_Latihan Tertulis 1_.
Laporkan setiap baris catatan yang memuat kata "lichen". Perbedaan huruf besar dan kecil diperhitungkan.

Di tengah gemerlapnya kawasan Alun-Alun Kidul (Alkid) Jogja yang kini ramai dengan lampu warna-warni dan berbagai tenant kekinian, ada sosok yang tetap setia menggelar dagangannya sejak lama. Namanya Ibu Partiwi, seorang penjual rebus jagung dan kacang-kacangan yang sudah berjualan di daerah itu sejak tahun 1983 ketika Alkid belum seperti sekarang.
Dulu, Alkid belum banyak dikenal sebagai tempat nongkrong anak muda seperti sekarang. Saat itu, suasananya masih sangat sederhana. Bahkan, di dekat situ berdiri Hotel Seporosani yang legendaris. Hotel ini dulu sangat terkenal di Jogja pada zamannya. Sayangnya, kini Hotel Seporosani sudah tidak beroperasi lagi dan bangunannya telah berubah fungsi, mungkin dipakai untuk keperluan lain yang jauh berbeda dari masa kejayaannya.
Ibu Partiwi sendiri tinggal tak jauh dari Alkid, tepatnya di sekitar Pasar Bringharjo. Saat itu, Pasar Bringharjo masih ramai menjadi pusat aktivitas masyarakat Jogja. Namun, seperti halnya kawasan lain, Pasar Bringharjo juga mengalami perubahan signifikan. Gedung-gedung baru mulai menggantikan bangunan lama yang penuh cerita.
Saya berkesempatan bertemu dan ngobrol langsung dengan Ibu Partiwi. Beliau adalah sosok yang ramah dan penuh kehangatan. Meski usianya sudah mencapai 65 tahun, tapi kalau melihat wajah dan sikapnya, beliau terlihat jauh lebih muda. Kesehatannya pun masih sangat baik, terlihat dari gerakannya yang lincah dan tawa yang mudah mengembang saat diajak bicara.
"Mbok, aku senang sekali ngobrol sama Ibu. Jarang-jarang aku ngobrol sama mbah yang asik dan seru kayak gini," kataku sambil tersenyum.
Ibu Partiwi tertawa lepas mendengar pujian itu. "Ah, ngopo, Mbak? Aku ya gini-gini aja. Tapi seneng kok kalau bisa diajak ngobrol," jawabnya sambil menata jagung rebus dan kacang di atas gerobaknya.

_Latihan Tertulis 2_.
Tuliskan bagian berikutnya dari tulisan tentang Ibu Partiwi, penjual jagung rebus di Alun-Alun Kidul Jogja, mulai setelah kalimat terakhirnya.

_Bagian Data_.
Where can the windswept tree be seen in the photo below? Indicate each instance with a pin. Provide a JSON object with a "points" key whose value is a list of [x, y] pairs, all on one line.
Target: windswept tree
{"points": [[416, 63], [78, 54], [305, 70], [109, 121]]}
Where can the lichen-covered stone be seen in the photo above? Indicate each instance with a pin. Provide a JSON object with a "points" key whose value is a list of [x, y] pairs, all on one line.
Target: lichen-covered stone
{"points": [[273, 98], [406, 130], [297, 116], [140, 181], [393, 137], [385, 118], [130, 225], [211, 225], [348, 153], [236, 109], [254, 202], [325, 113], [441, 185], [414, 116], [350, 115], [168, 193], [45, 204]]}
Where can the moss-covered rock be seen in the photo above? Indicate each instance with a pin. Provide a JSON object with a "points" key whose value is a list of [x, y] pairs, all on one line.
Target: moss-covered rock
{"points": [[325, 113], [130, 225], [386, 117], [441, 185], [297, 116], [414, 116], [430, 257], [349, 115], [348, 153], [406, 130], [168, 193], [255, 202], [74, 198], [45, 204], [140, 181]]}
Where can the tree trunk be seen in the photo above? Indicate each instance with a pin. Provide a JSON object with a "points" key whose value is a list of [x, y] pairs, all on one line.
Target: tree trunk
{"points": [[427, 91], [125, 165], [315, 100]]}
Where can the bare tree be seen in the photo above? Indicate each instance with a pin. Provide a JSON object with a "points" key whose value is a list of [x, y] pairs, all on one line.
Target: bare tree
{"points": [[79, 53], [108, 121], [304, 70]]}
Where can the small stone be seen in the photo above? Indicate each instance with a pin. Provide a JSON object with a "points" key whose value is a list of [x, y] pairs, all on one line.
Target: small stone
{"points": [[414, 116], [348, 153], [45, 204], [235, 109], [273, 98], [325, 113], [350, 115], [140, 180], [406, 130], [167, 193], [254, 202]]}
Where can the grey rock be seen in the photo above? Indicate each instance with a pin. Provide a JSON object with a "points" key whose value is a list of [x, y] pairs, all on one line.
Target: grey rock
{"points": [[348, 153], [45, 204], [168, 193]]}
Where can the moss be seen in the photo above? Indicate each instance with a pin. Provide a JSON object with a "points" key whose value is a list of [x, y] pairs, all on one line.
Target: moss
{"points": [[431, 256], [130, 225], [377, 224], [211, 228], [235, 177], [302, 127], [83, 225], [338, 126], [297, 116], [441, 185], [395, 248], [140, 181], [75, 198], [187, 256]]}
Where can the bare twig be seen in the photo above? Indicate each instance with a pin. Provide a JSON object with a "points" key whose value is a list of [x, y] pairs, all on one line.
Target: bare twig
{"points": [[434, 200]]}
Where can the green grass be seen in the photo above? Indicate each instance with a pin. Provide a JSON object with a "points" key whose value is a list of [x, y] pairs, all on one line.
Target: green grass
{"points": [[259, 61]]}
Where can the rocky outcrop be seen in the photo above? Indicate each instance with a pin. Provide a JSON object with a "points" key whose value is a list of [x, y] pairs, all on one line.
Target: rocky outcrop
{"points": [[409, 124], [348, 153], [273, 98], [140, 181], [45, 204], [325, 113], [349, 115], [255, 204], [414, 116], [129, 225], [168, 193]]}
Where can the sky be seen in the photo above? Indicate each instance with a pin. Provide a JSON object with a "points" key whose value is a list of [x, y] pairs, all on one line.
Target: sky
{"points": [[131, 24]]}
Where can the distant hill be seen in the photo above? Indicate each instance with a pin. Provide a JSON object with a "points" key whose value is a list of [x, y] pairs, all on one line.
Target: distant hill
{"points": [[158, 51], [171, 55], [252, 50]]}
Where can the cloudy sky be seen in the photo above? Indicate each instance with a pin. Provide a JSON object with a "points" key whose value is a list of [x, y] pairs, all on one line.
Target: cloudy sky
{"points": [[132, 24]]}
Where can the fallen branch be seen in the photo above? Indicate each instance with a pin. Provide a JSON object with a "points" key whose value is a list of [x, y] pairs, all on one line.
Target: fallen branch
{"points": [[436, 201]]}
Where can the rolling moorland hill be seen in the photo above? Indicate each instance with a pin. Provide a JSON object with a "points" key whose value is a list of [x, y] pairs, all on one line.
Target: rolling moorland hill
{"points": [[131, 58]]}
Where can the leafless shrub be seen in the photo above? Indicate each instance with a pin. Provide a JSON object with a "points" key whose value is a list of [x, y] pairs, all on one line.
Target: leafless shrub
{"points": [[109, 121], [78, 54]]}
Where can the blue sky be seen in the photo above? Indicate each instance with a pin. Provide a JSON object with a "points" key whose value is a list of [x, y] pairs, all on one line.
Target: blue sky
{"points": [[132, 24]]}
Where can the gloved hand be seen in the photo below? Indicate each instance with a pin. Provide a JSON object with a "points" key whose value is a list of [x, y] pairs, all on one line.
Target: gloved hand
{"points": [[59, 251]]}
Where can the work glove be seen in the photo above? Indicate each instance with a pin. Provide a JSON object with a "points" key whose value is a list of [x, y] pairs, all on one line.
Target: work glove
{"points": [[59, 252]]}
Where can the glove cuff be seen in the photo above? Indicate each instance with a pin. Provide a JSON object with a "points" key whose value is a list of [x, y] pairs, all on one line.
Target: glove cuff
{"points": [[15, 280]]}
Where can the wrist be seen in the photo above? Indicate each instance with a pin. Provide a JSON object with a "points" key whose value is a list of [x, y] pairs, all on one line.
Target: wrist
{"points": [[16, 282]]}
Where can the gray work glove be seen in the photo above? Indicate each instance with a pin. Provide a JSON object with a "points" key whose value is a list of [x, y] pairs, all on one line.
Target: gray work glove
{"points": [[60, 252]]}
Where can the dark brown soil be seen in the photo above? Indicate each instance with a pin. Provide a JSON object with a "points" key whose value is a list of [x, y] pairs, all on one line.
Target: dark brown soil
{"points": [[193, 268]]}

_Jawaban 1_.
Where can the lichen-covered stone be seen in the photo above? Indicate each instance with a pin. Provide a JSON object with a "points" key whose value is a list of [x, y] pairs, all on one line.
Target: lichen-covered stone

_Jawaban 2_.
Sejak tahun 1983, Ibu Partiwi sudah mulai berjualan di daerah Alkid. Waktu itu, Alkid belum seramai dan semodern sekarang. Banyak hal masih sangat sederhana. Ia masih ingat betul masa-masa itu, walaupun tidak banyak diceritakan secara gamblang. Cukup dari raut wajah dan kesungguhan dalam setiap ucapannya, saya bisa merasakan betapa berat perjuangan beliau.
Setiap pagi, Ibu Partiwi sudah bangun lebih awal. Membawa dagangan dari rumah, memasak jagung dan kacang yang akan dijual. Ia harus siap menghadapi panas terik, bahkan hujan mendadak yang kadang membuat dagangannya harus berteduh. Semua itu beliau jalani dengan sabar dan ikhlas demi memenuhi kebutuhan hidup sehari-hari.
"Terkadang memang susah, Mbak. Kadang pembeli sedikit, tapi ya harus tetap semangat. Aku ingat dulu, jualan di sini waktu belum ada lampu-lampu dan keramaian kayak sekarang. Hanya ada beberapa warung dan hotel seperti Seporosani," kata beliau mengenang.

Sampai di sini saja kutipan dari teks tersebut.